GOAL OF THE EXERCISE ▸
Pull out each line of the data below that contains the string "lanyard". Only matches with the same case count.

Coordinate annotation records
════════════════

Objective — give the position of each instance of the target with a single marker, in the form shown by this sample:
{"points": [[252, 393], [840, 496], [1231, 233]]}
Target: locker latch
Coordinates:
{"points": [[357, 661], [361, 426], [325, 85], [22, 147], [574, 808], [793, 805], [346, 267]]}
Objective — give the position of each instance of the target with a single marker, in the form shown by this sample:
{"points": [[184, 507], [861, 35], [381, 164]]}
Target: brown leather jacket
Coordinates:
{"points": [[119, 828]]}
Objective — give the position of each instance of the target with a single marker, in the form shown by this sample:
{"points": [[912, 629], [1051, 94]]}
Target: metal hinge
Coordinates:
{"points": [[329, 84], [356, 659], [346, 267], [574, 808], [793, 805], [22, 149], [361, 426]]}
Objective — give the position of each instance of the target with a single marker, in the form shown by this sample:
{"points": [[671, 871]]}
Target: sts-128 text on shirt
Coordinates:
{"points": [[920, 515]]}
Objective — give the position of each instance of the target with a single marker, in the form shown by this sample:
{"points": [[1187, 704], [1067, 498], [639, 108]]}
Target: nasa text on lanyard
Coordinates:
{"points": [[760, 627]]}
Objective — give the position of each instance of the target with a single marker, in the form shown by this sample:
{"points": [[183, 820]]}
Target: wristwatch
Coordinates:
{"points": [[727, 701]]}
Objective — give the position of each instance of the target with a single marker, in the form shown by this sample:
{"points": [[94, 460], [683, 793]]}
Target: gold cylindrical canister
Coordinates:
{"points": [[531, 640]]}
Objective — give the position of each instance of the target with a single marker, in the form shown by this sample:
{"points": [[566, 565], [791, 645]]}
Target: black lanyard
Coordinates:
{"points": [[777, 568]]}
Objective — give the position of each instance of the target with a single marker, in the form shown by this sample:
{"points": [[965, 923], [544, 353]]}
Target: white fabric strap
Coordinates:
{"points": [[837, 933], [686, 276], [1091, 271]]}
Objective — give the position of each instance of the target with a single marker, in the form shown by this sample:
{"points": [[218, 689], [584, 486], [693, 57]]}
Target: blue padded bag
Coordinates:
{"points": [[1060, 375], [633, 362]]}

════════════════

TASK RESPONSE ▸
Target: nasa text on lanyard
Target: black lanyard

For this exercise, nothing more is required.